[Data records]
++++
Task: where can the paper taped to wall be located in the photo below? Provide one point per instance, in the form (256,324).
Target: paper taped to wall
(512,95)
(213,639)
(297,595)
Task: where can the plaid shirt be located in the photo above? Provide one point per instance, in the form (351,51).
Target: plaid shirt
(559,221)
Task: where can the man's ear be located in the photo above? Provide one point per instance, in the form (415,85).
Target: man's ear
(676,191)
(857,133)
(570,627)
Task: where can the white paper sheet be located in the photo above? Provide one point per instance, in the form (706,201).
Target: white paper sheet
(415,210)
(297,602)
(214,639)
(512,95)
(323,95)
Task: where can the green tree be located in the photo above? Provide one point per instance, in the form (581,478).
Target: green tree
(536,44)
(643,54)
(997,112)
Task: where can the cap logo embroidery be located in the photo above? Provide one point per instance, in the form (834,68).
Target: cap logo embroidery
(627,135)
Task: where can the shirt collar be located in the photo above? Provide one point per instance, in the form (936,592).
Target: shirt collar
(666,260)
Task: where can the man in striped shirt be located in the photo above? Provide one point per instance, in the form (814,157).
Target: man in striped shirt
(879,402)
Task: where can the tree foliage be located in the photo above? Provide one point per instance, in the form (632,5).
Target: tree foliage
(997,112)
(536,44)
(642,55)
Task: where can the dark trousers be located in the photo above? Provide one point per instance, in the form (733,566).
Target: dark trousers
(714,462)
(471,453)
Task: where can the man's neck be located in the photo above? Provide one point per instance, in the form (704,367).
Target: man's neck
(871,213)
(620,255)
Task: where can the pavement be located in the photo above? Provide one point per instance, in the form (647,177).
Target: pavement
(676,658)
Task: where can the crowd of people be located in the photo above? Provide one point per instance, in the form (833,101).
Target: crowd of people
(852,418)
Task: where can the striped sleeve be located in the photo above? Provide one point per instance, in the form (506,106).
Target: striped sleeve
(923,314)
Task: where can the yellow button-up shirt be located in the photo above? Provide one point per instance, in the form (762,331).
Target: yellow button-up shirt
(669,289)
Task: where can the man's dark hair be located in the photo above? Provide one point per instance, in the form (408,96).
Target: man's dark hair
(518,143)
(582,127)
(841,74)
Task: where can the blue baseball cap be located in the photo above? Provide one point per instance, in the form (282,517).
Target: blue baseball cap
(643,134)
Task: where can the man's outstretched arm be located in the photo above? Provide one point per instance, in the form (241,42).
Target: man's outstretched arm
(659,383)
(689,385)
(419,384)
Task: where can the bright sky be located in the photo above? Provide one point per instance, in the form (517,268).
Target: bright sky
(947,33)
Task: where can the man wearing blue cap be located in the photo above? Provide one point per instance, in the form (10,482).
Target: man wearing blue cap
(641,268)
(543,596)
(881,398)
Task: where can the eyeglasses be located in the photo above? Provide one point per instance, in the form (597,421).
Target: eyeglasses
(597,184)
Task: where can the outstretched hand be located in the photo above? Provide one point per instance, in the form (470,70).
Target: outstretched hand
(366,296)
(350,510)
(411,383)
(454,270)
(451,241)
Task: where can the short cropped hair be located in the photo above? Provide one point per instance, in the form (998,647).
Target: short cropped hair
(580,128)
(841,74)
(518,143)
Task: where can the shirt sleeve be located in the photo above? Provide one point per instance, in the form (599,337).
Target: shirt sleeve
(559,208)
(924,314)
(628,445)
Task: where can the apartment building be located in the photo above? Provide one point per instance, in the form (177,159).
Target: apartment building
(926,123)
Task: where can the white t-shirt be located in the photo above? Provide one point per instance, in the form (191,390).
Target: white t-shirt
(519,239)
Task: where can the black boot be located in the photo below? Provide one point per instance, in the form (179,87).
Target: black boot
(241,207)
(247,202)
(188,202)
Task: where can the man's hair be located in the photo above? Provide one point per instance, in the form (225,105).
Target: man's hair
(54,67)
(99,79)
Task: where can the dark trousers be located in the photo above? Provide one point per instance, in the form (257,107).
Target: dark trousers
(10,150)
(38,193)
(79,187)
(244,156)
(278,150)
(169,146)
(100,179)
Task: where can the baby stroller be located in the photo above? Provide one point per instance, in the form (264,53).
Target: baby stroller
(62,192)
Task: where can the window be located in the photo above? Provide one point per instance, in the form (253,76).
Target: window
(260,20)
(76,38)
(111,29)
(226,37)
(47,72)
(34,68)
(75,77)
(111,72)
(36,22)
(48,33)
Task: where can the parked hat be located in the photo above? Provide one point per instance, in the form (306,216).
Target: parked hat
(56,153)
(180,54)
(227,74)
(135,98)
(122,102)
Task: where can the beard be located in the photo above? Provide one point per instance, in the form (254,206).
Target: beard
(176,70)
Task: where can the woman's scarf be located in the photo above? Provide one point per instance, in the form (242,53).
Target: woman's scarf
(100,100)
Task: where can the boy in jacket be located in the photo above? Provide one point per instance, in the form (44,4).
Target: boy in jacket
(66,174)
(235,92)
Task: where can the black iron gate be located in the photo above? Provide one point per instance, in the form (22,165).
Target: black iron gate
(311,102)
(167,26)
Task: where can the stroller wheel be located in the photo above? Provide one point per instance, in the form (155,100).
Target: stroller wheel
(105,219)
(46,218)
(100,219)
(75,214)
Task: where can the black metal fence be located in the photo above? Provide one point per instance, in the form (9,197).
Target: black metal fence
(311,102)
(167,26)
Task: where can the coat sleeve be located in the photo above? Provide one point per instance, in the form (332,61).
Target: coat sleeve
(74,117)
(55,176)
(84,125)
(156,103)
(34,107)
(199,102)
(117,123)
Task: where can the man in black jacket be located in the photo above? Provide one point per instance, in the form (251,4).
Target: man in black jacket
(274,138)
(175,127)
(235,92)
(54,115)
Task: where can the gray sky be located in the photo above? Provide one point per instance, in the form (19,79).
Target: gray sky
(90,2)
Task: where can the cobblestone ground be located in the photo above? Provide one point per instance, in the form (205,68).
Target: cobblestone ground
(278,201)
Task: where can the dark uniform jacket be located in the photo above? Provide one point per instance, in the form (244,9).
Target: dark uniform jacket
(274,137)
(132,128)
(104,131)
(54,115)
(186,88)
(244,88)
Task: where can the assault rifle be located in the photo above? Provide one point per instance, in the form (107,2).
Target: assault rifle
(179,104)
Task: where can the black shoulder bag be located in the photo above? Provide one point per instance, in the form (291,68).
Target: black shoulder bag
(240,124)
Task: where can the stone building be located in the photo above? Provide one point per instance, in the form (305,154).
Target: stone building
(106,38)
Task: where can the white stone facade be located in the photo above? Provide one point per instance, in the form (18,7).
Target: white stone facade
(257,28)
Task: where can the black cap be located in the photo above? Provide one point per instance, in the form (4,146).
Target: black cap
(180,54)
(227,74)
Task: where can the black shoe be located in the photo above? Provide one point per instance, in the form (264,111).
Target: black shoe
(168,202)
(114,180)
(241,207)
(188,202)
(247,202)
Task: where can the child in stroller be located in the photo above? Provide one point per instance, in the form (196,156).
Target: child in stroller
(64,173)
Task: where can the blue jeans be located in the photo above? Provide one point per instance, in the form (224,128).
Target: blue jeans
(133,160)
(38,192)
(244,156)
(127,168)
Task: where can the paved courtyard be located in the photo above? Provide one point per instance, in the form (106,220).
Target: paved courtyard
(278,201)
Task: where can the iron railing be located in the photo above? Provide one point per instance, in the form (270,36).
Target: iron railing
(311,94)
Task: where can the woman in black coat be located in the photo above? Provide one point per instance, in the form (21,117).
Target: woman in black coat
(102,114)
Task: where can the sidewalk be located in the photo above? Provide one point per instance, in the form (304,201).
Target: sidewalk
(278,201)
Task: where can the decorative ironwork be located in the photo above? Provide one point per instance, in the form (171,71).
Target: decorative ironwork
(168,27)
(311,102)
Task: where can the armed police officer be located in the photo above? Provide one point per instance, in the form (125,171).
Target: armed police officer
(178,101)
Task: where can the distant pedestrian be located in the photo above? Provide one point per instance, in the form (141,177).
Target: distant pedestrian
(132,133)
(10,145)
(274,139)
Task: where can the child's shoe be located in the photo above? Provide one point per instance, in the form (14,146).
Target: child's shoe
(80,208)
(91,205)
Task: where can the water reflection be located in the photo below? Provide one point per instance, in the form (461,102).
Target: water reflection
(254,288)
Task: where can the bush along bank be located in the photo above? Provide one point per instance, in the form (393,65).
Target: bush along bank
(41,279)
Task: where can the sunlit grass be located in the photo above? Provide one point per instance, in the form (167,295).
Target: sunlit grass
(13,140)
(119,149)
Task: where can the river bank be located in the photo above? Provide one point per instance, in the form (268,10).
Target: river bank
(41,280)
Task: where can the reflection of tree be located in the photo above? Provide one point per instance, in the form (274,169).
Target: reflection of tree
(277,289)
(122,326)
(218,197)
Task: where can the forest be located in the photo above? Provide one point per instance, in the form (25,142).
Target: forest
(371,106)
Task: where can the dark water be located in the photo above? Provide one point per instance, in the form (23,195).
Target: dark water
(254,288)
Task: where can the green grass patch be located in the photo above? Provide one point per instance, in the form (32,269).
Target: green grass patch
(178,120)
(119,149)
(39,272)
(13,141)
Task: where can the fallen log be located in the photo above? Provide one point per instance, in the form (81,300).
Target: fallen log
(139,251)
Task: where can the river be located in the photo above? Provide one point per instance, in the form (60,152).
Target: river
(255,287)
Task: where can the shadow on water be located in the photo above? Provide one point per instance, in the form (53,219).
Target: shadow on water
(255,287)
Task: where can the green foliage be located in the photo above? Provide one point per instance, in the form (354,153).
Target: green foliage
++++
__EXERCISE PROMPT__
The lines to reproduce run from the line containing "Task: where can the fallen" to the end of the listing; write them out exactly and add nothing.

__OUTPUT FOR THIS TASK__
Task: where can the fallen log be located in the photo above? Provide one point per instance, in the form (81,300).
Target: fallen log
(139,251)
Task: where can the river be located in the photo above? Provide one point per instance, in the form (60,152).
Target: river
(255,287)
Task: where can the shadow on water be located in the photo above? Provide one point per instance, in the form (53,219).
Target: shadow on water
(255,287)
Task: where can the green foliage be located in the photo above? Provide one point per instance, in the form (354,153).
Target: green foliage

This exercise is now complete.